--- START ---
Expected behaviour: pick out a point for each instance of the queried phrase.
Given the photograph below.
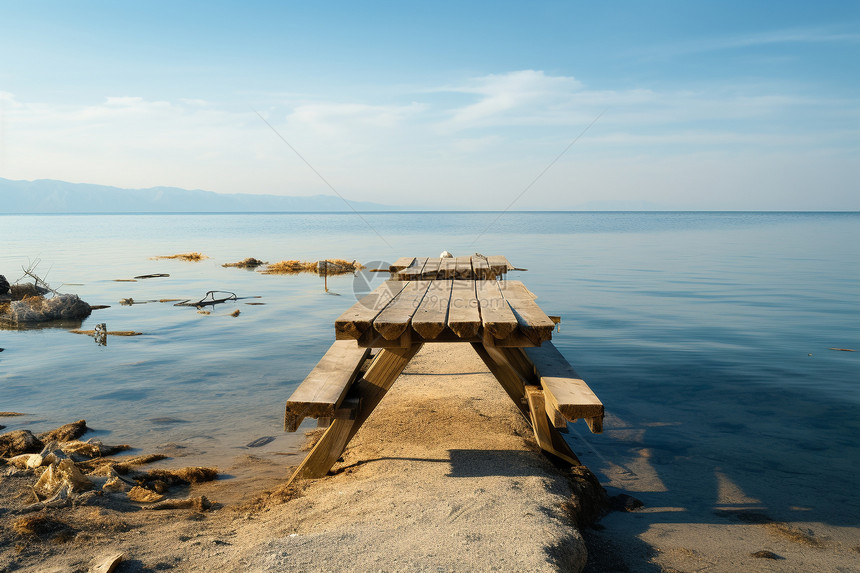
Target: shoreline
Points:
(445, 475)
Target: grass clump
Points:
(332, 267)
(192, 257)
(249, 263)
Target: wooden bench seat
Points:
(565, 391)
(324, 389)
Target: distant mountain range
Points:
(51, 196)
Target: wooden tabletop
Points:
(469, 268)
(402, 312)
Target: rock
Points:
(80, 451)
(26, 461)
(260, 442)
(65, 433)
(19, 442)
(107, 564)
(624, 502)
(589, 501)
(197, 503)
(764, 554)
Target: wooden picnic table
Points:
(501, 321)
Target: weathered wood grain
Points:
(331, 445)
(533, 322)
(496, 316)
(565, 391)
(505, 375)
(414, 271)
(401, 263)
(481, 268)
(547, 436)
(431, 269)
(464, 269)
(464, 317)
(323, 390)
(447, 268)
(431, 318)
(393, 321)
(359, 317)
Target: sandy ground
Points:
(444, 476)
(698, 519)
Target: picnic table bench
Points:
(441, 300)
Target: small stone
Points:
(764, 554)
(107, 564)
(66, 433)
(19, 442)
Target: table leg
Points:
(509, 371)
(368, 391)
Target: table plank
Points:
(564, 389)
(413, 272)
(496, 316)
(464, 269)
(481, 268)
(533, 322)
(431, 318)
(358, 319)
(499, 265)
(464, 317)
(431, 269)
(323, 390)
(447, 268)
(396, 317)
(401, 263)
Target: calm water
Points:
(707, 335)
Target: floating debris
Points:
(260, 442)
(100, 334)
(209, 299)
(192, 257)
(36, 308)
(110, 332)
(328, 267)
(249, 263)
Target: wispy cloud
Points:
(785, 37)
(460, 142)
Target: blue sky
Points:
(705, 105)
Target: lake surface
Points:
(708, 336)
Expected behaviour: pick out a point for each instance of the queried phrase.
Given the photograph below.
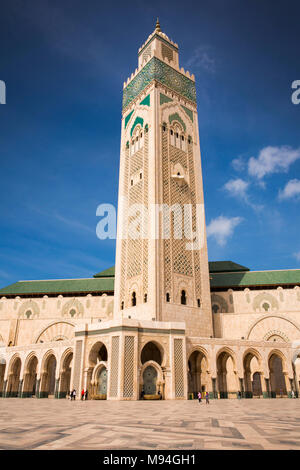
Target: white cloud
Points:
(272, 160)
(237, 187)
(291, 189)
(202, 59)
(222, 228)
(238, 164)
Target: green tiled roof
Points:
(255, 278)
(61, 286)
(236, 276)
(110, 272)
(225, 266)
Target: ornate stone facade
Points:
(166, 324)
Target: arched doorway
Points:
(98, 354)
(149, 380)
(48, 377)
(277, 379)
(14, 378)
(197, 373)
(65, 376)
(227, 380)
(29, 387)
(2, 374)
(101, 382)
(153, 353)
(252, 375)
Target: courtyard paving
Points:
(46, 424)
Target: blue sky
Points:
(64, 64)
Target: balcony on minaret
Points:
(179, 174)
(159, 45)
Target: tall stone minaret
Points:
(158, 277)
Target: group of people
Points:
(205, 395)
(84, 394)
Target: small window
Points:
(266, 306)
(215, 308)
(28, 313)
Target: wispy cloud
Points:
(222, 228)
(272, 160)
(238, 188)
(239, 164)
(297, 256)
(202, 59)
(291, 190)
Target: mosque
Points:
(164, 322)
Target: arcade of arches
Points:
(51, 375)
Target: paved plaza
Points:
(46, 424)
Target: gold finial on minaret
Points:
(157, 27)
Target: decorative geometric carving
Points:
(128, 386)
(77, 365)
(73, 306)
(178, 368)
(155, 69)
(56, 331)
(217, 299)
(114, 369)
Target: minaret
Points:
(158, 276)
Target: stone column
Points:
(20, 388)
(37, 388)
(266, 387)
(4, 388)
(56, 389)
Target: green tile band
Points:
(155, 69)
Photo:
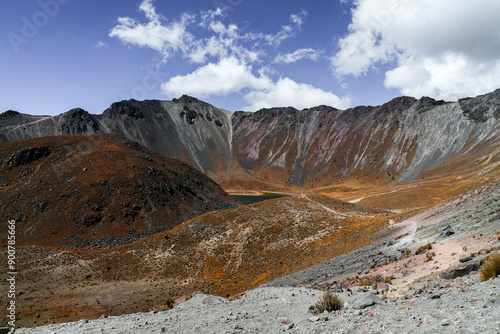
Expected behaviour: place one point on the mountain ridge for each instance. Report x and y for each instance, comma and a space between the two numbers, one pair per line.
277, 148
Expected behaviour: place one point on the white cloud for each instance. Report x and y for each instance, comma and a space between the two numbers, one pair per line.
101, 44
226, 77
162, 38
287, 92
445, 49
230, 60
286, 31
297, 55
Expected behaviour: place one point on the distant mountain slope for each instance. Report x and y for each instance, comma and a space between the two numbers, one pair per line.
279, 147
100, 190
186, 128
395, 141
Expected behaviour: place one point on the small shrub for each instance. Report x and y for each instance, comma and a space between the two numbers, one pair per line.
490, 267
168, 304
329, 302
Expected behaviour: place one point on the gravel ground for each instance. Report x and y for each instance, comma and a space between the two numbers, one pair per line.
463, 305
430, 305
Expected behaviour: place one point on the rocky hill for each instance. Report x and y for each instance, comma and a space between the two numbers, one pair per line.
98, 190
402, 140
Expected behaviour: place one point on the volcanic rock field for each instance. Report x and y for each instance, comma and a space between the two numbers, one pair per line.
124, 222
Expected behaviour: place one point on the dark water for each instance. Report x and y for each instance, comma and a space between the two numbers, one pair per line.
250, 199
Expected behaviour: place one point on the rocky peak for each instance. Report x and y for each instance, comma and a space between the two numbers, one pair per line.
9, 113
127, 107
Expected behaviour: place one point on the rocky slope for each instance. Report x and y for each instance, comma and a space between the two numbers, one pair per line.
402, 140
441, 295
98, 190
185, 128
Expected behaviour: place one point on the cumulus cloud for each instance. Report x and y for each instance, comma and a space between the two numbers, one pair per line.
226, 77
445, 49
297, 55
164, 38
229, 59
101, 44
286, 92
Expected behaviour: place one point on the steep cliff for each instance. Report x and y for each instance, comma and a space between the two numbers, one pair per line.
393, 142
98, 190
317, 147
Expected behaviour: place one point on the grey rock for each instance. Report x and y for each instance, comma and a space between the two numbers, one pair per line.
467, 331
491, 302
366, 300
462, 270
409, 294
465, 259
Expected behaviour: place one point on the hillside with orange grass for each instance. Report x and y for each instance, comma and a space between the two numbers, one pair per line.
224, 252
98, 190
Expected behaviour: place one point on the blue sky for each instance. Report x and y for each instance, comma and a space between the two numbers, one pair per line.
244, 55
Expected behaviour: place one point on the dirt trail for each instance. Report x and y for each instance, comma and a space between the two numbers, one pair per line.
341, 215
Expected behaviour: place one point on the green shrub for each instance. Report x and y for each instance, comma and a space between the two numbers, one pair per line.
329, 302
490, 267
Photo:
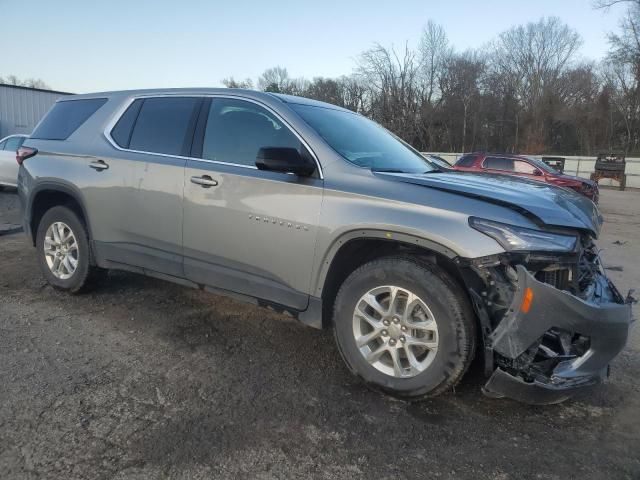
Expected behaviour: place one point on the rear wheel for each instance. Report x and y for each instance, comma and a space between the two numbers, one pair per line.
405, 327
63, 250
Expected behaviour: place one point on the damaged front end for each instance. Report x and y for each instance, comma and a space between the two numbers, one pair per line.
551, 322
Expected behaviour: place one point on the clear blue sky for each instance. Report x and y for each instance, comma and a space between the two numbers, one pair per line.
84, 45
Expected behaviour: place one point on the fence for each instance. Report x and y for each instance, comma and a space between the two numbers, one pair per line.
579, 166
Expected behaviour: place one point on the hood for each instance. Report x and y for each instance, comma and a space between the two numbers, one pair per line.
550, 205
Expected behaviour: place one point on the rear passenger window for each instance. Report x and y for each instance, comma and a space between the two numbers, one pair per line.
121, 133
466, 161
163, 125
236, 130
498, 163
66, 117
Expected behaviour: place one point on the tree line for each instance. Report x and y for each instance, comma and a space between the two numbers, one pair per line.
527, 91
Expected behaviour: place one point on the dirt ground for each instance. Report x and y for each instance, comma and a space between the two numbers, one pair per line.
144, 379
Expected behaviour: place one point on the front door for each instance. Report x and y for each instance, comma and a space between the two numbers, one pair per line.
246, 230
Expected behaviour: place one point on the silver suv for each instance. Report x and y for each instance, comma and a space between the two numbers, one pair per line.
316, 211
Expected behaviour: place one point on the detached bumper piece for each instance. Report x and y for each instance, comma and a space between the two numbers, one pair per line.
587, 335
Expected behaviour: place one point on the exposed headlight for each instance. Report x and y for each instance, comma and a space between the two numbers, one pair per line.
515, 239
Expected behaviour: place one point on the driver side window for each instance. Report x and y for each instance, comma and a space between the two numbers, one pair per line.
237, 129
524, 167
499, 163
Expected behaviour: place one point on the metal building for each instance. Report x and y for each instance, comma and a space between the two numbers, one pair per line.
21, 108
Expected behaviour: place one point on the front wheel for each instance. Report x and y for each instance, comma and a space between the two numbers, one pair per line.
63, 250
405, 327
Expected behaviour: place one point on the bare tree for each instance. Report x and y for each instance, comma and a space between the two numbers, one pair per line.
29, 82
393, 88
233, 83
531, 59
275, 79
434, 51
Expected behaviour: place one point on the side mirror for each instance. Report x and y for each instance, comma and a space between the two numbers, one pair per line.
285, 160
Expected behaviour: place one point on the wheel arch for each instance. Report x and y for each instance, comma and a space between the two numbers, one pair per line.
357, 247
50, 194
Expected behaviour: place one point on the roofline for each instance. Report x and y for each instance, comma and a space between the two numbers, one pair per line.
21, 87
186, 91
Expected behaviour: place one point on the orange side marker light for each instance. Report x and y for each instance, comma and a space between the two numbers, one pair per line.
527, 300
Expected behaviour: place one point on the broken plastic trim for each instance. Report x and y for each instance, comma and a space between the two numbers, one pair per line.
605, 320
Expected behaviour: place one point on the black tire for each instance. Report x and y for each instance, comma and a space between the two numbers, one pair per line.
451, 310
85, 273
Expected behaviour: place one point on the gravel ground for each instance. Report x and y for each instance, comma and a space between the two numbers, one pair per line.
144, 379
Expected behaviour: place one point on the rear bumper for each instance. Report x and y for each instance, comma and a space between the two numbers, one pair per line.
606, 324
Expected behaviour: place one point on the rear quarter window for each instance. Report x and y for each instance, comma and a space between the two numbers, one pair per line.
466, 161
66, 117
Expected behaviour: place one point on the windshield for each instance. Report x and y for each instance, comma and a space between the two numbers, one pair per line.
363, 142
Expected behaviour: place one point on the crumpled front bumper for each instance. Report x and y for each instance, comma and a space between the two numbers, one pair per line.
606, 324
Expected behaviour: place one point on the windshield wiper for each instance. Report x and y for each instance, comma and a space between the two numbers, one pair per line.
388, 170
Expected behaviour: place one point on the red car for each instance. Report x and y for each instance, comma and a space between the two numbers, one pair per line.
526, 167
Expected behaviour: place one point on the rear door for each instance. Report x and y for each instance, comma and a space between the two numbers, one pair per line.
142, 215
247, 230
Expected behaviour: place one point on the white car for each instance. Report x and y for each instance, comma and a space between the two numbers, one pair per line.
8, 164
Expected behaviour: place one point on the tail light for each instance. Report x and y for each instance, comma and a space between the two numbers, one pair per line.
25, 152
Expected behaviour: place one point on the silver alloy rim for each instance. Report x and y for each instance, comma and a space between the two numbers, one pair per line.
61, 250
395, 331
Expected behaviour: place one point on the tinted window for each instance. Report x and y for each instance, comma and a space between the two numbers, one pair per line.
236, 130
13, 143
498, 163
164, 125
466, 161
524, 167
361, 141
121, 133
65, 118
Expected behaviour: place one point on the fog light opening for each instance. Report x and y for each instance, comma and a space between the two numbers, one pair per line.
526, 301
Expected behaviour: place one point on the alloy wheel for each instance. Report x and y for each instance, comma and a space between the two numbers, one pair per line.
395, 331
61, 250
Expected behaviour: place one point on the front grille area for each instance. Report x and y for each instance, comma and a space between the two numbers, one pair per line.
559, 279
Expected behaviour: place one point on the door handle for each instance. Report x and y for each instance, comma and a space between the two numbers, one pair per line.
205, 181
98, 165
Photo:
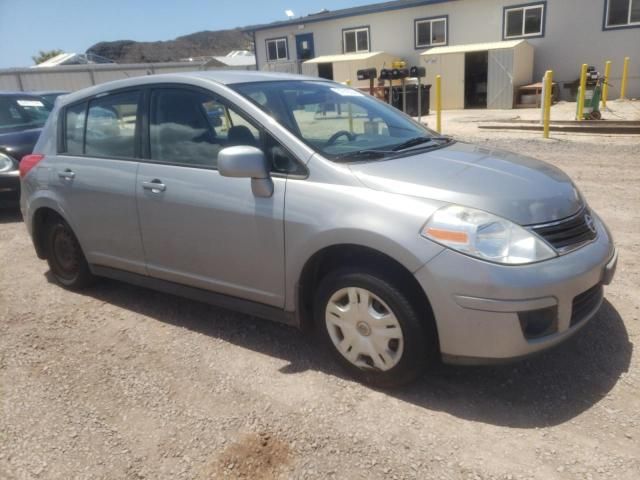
--- END ---
The lines holding the string "stone" in the listing above are what you should copy out.

• **Answer box**:
Target: small stone
Target: ornate stone facade
Target: tall stone minaret
Target: stone column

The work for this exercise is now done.